» **ACTIVITY**: Calculate how many lines of the data hold "below". The answer consists of that number only.

» **EXTRACTED ENTRIES**:
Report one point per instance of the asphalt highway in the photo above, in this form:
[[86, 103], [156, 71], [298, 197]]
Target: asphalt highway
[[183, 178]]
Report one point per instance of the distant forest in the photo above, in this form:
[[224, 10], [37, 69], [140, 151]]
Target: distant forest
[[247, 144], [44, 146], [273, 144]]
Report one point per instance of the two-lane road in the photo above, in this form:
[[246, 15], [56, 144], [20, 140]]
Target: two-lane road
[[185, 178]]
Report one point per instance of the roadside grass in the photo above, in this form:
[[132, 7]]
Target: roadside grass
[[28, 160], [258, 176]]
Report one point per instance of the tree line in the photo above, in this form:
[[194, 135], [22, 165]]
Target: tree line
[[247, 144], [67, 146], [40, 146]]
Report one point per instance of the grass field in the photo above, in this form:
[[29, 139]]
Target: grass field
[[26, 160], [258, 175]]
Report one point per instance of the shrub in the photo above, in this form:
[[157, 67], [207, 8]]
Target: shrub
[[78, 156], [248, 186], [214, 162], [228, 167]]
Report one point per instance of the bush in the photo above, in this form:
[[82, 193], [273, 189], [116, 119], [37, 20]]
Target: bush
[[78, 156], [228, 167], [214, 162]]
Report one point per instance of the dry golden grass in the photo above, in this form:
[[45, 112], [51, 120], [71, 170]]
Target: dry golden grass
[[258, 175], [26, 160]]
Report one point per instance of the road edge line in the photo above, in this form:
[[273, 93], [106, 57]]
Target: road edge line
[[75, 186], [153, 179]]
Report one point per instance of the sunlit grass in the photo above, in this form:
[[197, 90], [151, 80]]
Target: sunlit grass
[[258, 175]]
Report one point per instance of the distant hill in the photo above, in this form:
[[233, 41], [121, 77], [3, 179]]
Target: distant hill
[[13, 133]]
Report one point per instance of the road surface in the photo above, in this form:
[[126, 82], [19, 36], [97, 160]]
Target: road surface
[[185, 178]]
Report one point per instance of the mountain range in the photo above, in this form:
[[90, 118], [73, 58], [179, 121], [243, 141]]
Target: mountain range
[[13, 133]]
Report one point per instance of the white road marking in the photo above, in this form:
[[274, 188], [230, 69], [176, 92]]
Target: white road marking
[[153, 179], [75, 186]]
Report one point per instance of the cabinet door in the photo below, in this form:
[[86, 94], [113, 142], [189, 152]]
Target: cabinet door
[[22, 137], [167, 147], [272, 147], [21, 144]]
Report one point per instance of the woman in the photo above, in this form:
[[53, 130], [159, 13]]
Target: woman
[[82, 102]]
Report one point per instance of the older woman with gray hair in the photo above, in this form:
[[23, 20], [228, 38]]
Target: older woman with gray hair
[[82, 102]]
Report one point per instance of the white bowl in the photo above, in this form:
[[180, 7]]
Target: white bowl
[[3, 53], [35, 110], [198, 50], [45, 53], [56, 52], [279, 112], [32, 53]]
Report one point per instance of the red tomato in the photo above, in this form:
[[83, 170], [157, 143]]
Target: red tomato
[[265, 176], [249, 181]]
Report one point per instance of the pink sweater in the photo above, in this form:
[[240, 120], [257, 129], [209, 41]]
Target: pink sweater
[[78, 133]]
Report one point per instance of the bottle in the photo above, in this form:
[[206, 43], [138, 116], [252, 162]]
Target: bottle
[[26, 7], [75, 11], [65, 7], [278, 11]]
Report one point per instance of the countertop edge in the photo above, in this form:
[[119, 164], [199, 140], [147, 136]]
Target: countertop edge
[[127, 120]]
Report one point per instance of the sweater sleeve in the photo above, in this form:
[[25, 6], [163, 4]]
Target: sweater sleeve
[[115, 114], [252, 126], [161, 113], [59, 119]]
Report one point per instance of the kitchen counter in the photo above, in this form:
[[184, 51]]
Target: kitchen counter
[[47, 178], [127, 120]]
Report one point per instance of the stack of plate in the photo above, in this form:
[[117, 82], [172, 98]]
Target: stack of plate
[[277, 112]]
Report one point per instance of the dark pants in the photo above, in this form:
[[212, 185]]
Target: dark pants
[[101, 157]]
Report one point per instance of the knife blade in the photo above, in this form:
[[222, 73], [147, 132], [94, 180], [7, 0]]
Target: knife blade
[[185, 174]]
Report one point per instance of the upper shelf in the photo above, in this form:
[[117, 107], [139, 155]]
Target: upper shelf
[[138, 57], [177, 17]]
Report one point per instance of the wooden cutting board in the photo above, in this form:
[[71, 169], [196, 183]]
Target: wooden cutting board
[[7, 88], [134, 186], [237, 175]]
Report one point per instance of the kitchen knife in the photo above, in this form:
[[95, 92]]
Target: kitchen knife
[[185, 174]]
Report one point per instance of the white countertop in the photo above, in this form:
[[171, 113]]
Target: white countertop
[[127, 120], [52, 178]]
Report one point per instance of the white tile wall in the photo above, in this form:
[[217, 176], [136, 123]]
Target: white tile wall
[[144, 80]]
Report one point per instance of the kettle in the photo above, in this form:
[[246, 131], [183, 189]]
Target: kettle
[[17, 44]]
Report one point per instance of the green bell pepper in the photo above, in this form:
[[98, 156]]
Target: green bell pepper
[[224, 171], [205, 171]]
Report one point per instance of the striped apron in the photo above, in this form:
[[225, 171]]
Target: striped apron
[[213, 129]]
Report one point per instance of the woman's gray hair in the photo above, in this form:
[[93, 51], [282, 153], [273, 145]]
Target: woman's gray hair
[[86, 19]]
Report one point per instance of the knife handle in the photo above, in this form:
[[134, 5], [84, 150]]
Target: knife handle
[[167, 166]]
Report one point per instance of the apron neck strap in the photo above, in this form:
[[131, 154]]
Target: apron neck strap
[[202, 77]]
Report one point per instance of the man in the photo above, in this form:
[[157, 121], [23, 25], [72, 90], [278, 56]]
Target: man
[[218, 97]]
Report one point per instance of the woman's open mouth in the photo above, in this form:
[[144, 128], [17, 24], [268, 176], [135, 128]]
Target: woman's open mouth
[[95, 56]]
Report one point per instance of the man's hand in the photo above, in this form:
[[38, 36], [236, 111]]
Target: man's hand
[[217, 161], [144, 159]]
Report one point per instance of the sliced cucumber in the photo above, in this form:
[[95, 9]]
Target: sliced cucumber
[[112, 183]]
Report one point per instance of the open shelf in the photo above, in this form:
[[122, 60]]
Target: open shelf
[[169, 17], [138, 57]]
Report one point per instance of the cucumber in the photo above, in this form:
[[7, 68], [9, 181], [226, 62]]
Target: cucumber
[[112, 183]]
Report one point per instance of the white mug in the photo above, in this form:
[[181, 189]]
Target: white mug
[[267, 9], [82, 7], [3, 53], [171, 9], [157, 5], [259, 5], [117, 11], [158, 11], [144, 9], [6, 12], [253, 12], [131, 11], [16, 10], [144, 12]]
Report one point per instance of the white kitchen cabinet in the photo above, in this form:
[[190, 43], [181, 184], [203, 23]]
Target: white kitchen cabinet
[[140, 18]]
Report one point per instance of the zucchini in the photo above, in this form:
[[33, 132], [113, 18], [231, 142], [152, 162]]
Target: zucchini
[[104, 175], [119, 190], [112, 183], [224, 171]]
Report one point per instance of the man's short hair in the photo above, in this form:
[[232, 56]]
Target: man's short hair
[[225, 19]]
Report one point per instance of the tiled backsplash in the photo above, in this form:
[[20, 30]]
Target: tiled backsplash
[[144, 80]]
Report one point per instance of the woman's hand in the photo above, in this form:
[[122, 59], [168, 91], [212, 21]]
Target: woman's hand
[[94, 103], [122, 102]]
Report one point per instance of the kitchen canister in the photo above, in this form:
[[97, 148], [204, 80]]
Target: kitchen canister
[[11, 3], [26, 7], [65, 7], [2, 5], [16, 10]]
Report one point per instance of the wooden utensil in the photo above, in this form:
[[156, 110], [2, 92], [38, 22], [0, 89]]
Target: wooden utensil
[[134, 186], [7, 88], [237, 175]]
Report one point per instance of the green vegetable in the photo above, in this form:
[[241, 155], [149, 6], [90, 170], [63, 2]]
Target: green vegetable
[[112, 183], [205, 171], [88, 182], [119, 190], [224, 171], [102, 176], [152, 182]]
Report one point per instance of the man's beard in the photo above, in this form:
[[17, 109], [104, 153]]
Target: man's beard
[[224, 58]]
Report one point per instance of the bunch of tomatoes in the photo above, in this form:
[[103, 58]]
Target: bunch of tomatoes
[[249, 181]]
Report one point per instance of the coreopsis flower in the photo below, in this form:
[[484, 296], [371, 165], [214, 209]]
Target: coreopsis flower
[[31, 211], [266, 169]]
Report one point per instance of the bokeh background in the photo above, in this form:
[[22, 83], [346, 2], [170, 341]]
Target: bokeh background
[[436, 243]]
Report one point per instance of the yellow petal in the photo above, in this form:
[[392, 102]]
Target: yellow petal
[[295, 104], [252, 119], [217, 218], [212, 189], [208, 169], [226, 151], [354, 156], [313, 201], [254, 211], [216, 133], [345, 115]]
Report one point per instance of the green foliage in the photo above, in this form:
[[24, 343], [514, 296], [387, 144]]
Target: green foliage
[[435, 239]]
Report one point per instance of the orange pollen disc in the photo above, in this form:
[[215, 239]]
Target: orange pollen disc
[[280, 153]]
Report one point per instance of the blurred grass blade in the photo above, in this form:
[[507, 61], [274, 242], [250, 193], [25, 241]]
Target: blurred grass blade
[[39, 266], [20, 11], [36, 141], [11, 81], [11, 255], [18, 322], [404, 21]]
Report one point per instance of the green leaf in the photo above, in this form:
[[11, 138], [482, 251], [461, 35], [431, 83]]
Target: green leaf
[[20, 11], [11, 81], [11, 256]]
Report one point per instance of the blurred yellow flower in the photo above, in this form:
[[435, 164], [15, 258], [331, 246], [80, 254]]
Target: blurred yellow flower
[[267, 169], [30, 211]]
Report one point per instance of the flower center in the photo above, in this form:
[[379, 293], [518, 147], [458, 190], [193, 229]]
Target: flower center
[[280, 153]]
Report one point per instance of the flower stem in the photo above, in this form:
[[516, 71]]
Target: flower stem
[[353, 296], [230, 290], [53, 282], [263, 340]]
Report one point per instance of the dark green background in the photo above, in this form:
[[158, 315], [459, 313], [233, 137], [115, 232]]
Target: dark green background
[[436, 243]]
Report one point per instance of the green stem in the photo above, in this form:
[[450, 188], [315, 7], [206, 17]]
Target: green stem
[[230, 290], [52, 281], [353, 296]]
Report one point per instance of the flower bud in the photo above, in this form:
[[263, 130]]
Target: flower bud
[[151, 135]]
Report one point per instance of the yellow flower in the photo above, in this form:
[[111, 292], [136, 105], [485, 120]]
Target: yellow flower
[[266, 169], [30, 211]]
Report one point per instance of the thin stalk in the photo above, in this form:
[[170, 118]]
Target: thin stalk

--

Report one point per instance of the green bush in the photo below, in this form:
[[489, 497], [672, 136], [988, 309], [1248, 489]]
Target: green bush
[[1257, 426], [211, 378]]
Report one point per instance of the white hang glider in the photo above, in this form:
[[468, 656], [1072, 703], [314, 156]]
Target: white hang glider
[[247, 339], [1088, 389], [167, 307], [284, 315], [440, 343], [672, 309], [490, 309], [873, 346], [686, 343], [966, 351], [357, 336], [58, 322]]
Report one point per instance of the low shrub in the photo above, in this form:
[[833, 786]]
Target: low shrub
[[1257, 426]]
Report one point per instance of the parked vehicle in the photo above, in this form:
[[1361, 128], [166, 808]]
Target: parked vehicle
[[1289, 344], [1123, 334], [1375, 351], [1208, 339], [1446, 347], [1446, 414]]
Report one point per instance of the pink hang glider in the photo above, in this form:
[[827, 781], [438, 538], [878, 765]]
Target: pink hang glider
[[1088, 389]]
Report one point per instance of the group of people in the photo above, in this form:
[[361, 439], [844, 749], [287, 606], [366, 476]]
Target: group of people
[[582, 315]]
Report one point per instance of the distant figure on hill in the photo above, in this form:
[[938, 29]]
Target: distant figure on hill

---

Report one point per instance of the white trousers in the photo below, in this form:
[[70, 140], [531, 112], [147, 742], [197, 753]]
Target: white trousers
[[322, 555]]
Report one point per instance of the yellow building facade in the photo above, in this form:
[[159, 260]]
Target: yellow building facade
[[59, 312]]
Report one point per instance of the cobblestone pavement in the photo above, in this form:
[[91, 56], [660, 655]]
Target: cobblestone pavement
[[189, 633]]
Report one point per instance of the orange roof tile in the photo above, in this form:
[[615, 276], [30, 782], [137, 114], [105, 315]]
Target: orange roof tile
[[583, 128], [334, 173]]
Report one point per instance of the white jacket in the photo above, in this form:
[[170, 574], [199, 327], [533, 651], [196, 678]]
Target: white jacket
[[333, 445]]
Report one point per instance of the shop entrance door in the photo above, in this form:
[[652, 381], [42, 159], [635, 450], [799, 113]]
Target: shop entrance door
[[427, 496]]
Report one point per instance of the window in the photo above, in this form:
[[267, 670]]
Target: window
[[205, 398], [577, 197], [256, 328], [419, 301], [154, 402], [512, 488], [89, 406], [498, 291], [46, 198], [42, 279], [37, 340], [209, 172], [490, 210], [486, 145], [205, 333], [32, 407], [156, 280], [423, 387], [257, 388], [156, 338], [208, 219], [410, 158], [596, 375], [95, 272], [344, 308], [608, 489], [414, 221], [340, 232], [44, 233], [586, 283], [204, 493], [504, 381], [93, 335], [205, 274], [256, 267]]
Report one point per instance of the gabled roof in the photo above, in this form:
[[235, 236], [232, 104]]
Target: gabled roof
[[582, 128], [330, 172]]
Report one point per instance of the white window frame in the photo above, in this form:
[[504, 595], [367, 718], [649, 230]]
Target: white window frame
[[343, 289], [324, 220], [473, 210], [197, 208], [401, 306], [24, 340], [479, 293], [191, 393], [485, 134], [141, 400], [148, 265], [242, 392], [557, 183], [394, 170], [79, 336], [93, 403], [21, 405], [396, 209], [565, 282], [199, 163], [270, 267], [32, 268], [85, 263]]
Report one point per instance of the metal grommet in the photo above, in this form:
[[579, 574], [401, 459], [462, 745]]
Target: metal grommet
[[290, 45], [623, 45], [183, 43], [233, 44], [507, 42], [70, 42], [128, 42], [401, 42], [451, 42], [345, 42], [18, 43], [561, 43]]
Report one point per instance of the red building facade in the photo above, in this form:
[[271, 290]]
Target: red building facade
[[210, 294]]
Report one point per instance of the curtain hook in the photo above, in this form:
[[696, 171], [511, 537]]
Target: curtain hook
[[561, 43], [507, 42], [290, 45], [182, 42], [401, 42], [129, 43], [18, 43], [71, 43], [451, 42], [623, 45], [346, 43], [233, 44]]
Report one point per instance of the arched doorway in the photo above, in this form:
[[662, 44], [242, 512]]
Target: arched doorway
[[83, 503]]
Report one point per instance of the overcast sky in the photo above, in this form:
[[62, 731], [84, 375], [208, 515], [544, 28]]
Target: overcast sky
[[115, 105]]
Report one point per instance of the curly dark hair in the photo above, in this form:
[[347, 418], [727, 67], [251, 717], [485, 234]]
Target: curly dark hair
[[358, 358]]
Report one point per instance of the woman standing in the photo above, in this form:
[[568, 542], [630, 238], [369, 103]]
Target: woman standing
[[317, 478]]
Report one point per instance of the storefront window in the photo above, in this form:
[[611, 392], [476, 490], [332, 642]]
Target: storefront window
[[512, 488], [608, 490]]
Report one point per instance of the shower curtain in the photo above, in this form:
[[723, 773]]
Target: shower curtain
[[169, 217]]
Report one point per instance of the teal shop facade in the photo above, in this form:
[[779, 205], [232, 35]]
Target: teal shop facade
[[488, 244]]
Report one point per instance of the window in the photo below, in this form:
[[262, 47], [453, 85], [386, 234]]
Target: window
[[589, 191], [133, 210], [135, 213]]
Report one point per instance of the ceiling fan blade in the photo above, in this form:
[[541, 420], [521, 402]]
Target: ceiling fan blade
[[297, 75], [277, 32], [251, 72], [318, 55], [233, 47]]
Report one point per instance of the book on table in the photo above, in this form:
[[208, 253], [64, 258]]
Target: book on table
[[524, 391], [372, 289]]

» **COMPLETED EXERCISE**: 5